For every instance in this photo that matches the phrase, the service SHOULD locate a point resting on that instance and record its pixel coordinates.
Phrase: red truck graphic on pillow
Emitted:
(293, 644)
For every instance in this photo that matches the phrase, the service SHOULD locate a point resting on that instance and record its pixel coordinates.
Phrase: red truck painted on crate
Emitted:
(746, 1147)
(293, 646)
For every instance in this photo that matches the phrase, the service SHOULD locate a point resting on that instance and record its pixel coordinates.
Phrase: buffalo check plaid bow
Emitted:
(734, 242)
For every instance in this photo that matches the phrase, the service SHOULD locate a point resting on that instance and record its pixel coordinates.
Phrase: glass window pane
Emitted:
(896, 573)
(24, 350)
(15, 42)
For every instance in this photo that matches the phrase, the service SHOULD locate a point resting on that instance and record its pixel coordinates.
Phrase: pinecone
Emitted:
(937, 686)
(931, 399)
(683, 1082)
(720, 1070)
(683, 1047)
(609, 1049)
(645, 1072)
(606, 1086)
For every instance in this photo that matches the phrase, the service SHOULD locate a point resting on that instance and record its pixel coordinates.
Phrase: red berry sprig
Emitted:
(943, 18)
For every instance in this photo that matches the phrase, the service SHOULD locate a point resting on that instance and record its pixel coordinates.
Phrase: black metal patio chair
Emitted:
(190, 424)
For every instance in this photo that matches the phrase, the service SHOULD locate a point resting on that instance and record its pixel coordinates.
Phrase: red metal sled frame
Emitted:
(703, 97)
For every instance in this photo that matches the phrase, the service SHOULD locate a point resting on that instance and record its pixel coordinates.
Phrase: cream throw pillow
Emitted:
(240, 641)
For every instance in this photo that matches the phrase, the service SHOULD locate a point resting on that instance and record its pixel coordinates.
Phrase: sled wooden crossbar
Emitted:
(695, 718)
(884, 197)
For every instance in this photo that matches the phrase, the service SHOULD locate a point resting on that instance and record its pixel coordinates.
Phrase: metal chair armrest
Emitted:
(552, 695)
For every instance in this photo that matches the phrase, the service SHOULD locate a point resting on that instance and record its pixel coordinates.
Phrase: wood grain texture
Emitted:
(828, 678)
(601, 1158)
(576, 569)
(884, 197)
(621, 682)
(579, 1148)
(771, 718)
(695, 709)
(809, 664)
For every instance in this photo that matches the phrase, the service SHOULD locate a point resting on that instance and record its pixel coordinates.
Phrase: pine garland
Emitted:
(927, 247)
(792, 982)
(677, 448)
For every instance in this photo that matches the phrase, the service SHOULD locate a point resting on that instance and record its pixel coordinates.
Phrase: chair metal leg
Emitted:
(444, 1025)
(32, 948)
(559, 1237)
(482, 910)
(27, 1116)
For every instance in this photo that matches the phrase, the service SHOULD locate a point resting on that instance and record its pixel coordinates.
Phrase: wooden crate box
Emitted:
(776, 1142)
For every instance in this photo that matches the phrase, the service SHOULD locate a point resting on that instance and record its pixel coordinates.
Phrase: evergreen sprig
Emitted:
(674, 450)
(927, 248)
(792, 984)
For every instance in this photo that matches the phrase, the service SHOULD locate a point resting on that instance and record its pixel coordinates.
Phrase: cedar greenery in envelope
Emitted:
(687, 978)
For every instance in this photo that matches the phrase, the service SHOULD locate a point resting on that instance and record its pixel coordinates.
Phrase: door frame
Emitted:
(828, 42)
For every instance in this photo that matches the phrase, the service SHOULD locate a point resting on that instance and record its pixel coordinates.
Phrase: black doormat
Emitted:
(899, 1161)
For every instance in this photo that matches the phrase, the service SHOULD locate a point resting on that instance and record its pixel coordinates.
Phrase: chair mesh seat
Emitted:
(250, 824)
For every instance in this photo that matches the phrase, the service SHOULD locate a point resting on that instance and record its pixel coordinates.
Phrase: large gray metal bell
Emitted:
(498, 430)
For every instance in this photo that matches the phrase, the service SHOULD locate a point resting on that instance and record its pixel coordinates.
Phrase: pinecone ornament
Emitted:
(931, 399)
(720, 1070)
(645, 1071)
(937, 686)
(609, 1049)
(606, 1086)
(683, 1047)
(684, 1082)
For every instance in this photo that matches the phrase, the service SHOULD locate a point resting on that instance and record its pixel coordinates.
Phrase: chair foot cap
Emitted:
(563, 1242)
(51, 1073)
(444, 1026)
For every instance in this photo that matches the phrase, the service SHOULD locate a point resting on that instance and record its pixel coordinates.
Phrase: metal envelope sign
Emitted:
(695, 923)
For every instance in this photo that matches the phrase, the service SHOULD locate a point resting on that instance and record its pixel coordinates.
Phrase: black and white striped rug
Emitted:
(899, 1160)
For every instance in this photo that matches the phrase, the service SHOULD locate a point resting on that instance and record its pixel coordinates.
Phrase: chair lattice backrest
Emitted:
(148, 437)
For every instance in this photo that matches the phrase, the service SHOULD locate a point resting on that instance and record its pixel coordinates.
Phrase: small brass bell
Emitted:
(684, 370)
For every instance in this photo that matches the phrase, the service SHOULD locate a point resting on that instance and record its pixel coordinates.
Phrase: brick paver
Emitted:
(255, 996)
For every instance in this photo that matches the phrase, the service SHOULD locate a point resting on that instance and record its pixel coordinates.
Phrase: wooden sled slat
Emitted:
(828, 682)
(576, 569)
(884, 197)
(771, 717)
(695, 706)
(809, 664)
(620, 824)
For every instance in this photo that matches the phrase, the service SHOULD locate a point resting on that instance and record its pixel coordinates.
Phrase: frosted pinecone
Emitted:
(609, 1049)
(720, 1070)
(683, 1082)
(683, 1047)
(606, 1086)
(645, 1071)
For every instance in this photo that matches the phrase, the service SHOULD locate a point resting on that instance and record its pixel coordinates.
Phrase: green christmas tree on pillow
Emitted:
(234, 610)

=====

● **Requisiti**:
Quali righe delle voci qui sopra contengono la parola "wooden"? Individuale e ricopiale tutte per intero.

● **Risposta**:
Phrase: sled wooden crossbar
Phrase: wooden crate box
Phrase: wooden sled slat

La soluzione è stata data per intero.